* **About this exercise**:
Lines before the one containing "the green tree" are excluded; reproduce that line and all lines after it in the entries below, exactly.
%%
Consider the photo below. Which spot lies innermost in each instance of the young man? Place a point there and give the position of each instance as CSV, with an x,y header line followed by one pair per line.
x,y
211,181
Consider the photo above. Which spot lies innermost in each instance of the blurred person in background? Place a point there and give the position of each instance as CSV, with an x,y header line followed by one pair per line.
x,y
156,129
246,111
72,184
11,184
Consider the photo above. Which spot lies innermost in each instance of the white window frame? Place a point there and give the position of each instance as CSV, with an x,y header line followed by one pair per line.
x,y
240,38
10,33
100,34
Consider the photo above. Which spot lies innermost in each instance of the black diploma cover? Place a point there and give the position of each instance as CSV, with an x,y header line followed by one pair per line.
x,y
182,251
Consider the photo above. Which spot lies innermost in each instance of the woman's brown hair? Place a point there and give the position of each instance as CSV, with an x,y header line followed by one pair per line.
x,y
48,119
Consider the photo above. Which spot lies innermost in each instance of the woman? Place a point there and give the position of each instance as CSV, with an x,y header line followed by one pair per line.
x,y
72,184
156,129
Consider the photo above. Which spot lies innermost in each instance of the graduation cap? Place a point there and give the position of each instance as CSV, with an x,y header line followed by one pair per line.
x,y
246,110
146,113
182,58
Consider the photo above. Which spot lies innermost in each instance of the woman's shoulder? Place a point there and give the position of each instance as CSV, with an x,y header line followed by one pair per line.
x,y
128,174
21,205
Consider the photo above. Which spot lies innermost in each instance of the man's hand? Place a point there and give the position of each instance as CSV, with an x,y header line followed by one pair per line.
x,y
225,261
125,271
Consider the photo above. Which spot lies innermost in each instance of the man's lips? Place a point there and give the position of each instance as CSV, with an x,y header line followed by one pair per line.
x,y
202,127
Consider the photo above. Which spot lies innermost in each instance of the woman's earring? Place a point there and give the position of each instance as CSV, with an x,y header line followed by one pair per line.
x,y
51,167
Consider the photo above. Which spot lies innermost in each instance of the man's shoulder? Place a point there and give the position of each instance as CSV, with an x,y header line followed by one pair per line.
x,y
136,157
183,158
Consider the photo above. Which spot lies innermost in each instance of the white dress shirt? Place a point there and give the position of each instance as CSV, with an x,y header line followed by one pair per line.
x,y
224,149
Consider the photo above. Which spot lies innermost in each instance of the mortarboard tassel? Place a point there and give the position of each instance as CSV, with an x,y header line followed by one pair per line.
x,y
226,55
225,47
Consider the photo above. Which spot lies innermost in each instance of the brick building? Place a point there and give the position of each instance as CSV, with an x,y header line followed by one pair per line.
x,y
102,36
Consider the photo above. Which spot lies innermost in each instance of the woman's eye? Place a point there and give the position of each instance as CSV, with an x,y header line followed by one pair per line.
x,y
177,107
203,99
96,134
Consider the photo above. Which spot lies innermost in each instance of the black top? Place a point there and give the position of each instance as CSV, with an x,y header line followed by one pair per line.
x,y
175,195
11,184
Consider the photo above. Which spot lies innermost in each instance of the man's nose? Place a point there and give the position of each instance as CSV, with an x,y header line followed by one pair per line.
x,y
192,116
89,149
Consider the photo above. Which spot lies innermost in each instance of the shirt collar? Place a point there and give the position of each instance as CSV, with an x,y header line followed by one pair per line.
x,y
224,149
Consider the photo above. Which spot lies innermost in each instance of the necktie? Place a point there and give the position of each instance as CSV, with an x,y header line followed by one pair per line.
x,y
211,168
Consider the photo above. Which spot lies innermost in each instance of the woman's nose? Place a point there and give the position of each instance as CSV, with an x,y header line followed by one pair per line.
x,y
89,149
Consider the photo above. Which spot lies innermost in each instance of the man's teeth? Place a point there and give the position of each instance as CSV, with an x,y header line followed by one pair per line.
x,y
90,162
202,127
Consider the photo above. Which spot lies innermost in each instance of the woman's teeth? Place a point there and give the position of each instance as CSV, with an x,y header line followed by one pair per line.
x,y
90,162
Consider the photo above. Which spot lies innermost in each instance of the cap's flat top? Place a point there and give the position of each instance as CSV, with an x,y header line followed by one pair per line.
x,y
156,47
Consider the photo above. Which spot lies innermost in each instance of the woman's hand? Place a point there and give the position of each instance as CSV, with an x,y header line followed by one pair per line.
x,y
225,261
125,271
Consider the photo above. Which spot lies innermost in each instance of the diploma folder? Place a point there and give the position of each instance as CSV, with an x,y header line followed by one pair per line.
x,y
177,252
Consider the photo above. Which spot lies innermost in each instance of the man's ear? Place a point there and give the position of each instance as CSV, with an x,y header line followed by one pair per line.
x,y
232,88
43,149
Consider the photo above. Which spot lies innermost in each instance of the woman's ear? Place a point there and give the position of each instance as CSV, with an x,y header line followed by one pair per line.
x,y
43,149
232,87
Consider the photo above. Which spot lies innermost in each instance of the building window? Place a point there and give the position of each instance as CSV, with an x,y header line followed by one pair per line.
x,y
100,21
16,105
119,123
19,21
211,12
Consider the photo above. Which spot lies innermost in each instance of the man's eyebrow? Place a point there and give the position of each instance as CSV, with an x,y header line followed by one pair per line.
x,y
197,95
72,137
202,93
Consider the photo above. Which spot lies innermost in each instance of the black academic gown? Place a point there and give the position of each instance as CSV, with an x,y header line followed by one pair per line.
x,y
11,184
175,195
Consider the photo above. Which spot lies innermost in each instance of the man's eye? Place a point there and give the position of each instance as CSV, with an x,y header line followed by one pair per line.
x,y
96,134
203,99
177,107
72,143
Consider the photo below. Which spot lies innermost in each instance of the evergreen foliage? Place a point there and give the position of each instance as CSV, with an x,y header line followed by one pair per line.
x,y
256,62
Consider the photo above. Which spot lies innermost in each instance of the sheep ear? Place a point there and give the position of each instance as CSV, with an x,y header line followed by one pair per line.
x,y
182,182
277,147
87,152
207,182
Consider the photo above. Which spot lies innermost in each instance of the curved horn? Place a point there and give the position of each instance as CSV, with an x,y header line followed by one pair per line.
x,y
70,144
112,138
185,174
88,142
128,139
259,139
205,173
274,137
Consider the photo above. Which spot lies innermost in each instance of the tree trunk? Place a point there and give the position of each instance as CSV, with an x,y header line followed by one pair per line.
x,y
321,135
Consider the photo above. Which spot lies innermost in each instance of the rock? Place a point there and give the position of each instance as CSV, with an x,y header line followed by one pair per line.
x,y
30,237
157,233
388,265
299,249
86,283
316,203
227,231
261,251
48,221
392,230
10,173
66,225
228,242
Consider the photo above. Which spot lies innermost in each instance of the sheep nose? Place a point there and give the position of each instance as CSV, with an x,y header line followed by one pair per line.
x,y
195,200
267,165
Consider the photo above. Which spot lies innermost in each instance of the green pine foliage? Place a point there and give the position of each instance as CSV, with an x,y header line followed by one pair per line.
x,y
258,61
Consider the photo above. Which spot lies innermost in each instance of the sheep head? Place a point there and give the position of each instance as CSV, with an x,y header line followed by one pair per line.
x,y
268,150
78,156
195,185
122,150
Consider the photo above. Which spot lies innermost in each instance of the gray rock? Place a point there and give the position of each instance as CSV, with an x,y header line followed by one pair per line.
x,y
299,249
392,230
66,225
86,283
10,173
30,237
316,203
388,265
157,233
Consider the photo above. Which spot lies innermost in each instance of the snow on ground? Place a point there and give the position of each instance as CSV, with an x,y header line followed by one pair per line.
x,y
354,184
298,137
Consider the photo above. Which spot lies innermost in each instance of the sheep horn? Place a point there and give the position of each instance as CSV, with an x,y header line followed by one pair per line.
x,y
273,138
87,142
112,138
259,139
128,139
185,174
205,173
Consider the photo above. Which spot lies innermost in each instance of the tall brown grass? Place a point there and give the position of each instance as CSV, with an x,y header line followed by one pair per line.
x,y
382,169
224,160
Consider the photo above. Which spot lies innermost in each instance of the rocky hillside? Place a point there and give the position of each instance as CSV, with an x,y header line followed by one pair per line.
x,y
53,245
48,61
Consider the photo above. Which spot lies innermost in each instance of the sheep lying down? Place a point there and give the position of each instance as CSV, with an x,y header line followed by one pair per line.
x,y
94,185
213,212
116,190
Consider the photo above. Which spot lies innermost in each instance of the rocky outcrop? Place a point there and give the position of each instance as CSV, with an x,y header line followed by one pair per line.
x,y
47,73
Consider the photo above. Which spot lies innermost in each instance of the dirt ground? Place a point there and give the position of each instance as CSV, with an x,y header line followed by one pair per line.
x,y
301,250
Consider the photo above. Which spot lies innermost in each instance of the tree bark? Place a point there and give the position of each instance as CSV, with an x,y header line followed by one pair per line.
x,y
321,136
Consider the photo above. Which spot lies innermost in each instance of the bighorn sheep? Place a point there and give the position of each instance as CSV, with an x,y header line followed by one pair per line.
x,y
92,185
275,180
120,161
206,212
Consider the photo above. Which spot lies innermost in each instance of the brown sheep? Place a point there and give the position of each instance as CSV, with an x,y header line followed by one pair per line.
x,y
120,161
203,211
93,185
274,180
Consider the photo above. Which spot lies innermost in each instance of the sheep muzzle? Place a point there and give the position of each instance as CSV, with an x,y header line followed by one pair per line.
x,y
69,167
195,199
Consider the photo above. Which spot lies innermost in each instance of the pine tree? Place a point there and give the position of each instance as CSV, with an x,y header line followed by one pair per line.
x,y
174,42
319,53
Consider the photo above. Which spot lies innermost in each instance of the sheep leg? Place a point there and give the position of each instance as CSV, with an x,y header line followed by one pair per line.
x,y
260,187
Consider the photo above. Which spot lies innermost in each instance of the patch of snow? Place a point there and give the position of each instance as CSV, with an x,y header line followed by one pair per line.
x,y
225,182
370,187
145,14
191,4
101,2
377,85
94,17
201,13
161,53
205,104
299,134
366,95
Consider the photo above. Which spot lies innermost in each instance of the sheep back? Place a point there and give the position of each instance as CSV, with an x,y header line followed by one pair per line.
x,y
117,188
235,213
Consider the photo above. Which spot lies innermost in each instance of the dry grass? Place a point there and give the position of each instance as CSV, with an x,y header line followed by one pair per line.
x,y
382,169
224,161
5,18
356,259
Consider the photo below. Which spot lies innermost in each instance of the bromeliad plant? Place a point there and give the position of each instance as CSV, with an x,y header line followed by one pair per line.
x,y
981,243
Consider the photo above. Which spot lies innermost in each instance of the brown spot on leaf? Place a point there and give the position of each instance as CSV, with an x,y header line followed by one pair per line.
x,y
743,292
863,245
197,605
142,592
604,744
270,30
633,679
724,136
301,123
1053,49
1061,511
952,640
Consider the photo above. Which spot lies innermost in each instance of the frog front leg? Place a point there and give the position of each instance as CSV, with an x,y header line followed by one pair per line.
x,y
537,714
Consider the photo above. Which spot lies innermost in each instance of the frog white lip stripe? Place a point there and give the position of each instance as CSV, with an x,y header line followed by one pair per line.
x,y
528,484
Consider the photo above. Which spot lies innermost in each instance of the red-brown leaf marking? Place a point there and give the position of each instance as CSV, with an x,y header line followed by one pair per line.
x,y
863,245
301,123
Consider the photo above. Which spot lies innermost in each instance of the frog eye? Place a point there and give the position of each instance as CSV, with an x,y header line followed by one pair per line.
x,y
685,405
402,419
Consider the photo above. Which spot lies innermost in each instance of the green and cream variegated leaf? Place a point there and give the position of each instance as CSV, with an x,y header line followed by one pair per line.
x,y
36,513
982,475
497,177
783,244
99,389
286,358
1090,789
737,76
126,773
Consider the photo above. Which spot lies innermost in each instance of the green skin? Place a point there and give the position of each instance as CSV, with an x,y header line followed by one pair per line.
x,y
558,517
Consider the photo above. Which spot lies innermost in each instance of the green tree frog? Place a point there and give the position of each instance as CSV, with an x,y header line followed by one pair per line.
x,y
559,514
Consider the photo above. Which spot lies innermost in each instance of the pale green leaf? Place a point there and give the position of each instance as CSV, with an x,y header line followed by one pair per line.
%%
* **Answer to the problem**:
Consider the photo above. Which spot lies innermost in each instance of the green tree frog? Place a point there and give the position of each instance as CSV, with an x,y header line followed by one pair per line.
x,y
559,514
Consider the photo above. Which spot lies innermost in each instance of the pale green leaf? Place a point there and give the position of each instance as CSV, with an x,y header line followed by one pair per line.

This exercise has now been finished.